# start of Document segment

Revenue management in real estate

Despite there continuing to be large amounts of unsold inventory of real estate in India, prices refuse to drop. The story goes that the builders are hoping to hold on to the properties till the prices rebound again, rather than settling for a lower amount.

While it is true that a number of builders are stressed under bank loans since banks have pretty much stopped financing builders, this phenomenon of holding on to houses while waiting for prices to recover is actually a fair strategy, and a case of good revenue management. Let me illustrate using my building.

There are eight units in my building which was built as a joint venture between the erstwhile owner of the land on which the building stands and the builder, both receiving four units each. The builder, on his part, sold one unit from his share very soon after construction began.

Given the total costs of construction, the money raised from sale of that one apartment went a long way in funding the construction of the building. It wasn’t fully enough – the builder faced some cash flow issues thanks to which construction got delayed,  but since he managed to raise that cash, he didn’t need to sell any other units belonging to his share. He continues to own his other three units (and has rented out all of them).

# end of Document segment
# start of Raw data

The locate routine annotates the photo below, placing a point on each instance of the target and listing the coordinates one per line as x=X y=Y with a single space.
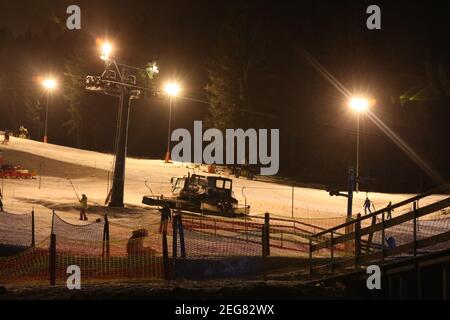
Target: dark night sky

# end of Raw data

Set exercise → Repeat the passage from the text on revenue management in real estate, starting with "Revenue management in" and going on through "after construction began.". The listing plays no part in what comes next.

Answer for the task →
Revenue management in real estate

Despite there continuing to be large amounts of unsold inventory of real estate in India, prices refuse to drop. The story goes that the builders are hoping to hold on to the properties till the prices rebound again, rather than settling for a lower amount.

While it is true that a number of builders are stressed under bank loans since banks have pretty much stopped financing builders, this phenomenon of holding on to houses while waiting for prices to recover is actually a fair strategy, and a case of good revenue management. Let me illustrate using my building.

There are eight units in my building which was built as a joint venture between the erstwhile owner of the land on which the building stands and the builder, both receiving four units each. The builder, on his part, sold one unit from his share very soon after construction began.